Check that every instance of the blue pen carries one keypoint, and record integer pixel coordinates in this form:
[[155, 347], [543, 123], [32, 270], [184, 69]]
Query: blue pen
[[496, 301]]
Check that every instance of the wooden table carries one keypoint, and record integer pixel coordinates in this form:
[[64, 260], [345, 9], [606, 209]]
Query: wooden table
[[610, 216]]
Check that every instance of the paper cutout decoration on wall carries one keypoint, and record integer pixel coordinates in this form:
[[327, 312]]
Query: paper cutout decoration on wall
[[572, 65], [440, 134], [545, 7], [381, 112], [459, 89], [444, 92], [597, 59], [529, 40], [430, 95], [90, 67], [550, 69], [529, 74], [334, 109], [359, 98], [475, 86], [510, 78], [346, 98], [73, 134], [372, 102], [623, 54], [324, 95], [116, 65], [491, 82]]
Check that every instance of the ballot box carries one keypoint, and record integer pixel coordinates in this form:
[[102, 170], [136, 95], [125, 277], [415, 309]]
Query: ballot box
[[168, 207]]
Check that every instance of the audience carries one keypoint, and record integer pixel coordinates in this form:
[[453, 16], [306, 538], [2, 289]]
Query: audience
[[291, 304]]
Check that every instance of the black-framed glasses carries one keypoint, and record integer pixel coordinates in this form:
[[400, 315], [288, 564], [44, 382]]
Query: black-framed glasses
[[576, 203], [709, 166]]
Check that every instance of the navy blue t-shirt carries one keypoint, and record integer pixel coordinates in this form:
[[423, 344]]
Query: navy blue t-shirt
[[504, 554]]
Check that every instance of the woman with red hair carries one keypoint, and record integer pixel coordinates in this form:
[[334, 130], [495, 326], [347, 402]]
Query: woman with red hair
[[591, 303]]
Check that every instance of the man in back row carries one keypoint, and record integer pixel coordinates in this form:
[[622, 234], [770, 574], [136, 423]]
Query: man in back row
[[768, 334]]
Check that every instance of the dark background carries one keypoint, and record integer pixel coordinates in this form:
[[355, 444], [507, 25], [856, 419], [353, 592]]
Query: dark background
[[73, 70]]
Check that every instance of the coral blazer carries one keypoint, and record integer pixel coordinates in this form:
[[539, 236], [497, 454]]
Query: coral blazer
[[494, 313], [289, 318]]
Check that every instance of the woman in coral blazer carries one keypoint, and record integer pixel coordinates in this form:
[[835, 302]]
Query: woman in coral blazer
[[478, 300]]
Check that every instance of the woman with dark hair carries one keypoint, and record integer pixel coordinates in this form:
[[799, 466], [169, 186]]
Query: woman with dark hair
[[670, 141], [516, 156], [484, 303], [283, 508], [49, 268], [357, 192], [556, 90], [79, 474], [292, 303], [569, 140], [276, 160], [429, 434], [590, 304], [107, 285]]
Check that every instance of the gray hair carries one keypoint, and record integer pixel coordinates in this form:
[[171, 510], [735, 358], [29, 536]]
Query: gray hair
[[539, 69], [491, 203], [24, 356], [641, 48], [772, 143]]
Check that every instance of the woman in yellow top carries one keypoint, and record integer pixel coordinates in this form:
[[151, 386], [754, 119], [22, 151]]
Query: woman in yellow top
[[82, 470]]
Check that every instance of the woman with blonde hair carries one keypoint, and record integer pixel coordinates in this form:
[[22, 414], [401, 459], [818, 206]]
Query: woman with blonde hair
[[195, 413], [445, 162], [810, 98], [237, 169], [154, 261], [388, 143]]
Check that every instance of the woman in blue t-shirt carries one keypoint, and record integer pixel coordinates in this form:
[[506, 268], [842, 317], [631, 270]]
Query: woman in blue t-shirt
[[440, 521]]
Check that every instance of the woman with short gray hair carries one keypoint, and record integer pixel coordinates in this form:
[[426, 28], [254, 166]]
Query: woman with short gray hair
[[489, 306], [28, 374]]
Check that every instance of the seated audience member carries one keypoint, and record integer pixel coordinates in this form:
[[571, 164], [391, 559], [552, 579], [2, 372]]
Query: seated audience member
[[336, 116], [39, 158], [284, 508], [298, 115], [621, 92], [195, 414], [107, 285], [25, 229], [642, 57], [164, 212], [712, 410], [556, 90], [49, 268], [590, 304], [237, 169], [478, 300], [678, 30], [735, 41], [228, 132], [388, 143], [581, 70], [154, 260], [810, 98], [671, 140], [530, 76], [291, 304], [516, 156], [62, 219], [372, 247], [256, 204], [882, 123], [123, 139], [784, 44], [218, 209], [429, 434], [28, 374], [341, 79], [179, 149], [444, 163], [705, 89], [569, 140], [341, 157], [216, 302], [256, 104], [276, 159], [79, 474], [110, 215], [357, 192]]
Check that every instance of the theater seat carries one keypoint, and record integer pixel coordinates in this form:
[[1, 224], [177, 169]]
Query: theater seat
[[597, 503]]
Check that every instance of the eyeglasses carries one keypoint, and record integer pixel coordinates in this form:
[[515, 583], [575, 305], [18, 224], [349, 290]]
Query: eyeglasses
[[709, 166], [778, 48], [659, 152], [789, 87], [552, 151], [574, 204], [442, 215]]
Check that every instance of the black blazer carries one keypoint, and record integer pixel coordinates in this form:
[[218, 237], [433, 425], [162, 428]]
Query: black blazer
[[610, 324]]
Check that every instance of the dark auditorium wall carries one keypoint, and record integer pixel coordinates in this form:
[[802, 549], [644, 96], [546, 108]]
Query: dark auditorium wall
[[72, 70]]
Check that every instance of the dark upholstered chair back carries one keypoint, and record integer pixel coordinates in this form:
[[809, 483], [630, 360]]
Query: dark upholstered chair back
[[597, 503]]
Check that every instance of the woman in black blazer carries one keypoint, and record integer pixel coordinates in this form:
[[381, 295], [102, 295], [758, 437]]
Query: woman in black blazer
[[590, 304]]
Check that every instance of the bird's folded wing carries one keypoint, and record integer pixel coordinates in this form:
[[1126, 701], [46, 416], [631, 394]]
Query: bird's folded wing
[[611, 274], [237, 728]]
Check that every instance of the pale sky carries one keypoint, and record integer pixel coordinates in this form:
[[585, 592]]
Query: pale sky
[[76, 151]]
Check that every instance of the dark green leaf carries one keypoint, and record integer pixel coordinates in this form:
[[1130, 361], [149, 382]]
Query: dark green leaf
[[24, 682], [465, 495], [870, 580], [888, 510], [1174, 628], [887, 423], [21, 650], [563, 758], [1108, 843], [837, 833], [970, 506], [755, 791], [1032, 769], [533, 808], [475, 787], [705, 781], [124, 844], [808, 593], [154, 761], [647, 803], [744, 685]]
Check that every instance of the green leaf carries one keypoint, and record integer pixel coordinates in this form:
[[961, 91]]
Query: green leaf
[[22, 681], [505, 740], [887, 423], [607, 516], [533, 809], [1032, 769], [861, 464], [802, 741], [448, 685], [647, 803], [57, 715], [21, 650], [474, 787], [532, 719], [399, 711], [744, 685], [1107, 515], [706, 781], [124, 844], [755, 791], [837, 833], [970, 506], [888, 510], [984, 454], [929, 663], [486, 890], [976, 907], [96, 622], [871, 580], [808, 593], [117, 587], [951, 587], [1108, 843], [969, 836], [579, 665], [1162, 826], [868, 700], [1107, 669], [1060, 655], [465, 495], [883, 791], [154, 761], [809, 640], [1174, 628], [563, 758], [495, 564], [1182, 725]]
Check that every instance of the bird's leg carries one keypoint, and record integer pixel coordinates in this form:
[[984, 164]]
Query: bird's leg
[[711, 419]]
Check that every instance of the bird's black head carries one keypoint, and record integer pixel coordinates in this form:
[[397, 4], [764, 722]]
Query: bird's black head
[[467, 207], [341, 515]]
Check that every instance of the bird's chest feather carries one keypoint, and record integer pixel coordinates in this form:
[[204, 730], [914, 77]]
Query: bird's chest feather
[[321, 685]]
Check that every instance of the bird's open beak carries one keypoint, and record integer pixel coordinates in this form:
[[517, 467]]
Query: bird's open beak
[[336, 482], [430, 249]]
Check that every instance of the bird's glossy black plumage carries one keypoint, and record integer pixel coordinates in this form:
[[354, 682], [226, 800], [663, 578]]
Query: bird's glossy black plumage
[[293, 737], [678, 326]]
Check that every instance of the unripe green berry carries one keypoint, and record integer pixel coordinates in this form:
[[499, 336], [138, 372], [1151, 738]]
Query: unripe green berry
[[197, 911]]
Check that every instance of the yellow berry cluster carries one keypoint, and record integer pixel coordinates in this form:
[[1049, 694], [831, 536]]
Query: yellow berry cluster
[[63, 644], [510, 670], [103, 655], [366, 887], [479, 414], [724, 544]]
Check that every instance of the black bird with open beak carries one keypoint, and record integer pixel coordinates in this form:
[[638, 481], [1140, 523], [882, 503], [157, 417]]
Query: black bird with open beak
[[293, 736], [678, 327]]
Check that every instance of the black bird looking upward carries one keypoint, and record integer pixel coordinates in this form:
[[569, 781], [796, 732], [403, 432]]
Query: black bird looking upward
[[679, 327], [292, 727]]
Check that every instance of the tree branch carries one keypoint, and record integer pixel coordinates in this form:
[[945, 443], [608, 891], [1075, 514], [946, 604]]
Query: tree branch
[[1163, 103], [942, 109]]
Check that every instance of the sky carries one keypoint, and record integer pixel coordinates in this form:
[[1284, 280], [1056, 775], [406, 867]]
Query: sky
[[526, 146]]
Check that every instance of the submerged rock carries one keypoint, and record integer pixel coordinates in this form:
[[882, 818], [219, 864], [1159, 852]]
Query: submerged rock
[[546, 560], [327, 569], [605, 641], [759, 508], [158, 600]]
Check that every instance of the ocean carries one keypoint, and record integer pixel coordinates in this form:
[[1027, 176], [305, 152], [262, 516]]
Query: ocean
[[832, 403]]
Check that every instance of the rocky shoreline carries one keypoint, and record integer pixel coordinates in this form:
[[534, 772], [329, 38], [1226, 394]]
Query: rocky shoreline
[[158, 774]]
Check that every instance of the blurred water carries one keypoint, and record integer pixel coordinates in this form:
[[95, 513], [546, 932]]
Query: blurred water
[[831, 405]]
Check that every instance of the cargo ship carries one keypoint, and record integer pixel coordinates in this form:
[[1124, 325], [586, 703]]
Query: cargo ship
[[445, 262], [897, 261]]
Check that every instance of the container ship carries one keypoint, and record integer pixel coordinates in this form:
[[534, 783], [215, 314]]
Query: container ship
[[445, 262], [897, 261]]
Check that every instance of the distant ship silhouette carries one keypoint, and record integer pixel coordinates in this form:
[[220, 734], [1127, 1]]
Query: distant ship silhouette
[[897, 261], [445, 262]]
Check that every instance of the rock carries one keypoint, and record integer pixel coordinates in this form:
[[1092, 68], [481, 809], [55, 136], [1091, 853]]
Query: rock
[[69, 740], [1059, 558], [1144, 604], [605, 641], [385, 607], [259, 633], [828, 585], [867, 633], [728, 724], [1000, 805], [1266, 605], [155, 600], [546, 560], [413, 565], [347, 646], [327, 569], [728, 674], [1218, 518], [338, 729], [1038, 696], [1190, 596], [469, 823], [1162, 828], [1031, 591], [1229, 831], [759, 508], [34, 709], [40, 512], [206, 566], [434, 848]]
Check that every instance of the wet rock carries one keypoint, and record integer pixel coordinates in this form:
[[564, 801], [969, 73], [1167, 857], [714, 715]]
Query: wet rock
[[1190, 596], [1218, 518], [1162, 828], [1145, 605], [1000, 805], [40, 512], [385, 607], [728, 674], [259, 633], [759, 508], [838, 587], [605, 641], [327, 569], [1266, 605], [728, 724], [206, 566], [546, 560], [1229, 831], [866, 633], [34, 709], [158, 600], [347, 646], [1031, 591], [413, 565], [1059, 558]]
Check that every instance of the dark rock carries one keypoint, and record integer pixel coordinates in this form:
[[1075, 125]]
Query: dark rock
======
## Assignment:
Restate word for word the entries above from the line with "Check that every instance of the black blazer" through the line with "[[1130, 361], [149, 382]]", inclusive, leaving out everything else.

## Solution to this task:
Check that every instance of the black blazer carries one keypoint, and record integer pixel coordinates in this form:
[[218, 237], [433, 425], [162, 428]]
Query: black blazer
[[610, 324]]
Check that every instance of the dark auditorium wall carries one keypoint, and record integer pixel coordinates in this form:
[[802, 549], [644, 96], [546, 108]]
Query: dark auditorium wall
[[72, 70]]
Check that every instance of the dark upholstered chair back carries one keypoint, and record integer pixel coordinates in this form:
[[809, 483], [630, 360]]
Query: dark upholstered chair back
[[597, 503]]
Check that every instance of the woman in black blazer carries one keypoint, and record integer pixel coordinates in this form:
[[381, 295], [102, 295], [758, 437]]
Query: woman in black blazer
[[590, 304]]
Check that every instance of the bird's folded wing carries one keypoint, and record integer pixel coordinates in this form:
[[1126, 701], [46, 416], [631, 394]]
Query: bird's folded wing
[[611, 274], [237, 728]]
Check that every instance of the pale sky carries one keypoint, and record integer pixel coordinates in this form:
[[585, 592]]
Query: pale sky
[[76, 151]]
Check that every instance of the dark green leaf carries one keypoint, and record integer pixel coordinates in this form:
[[1130, 361], [149, 382]]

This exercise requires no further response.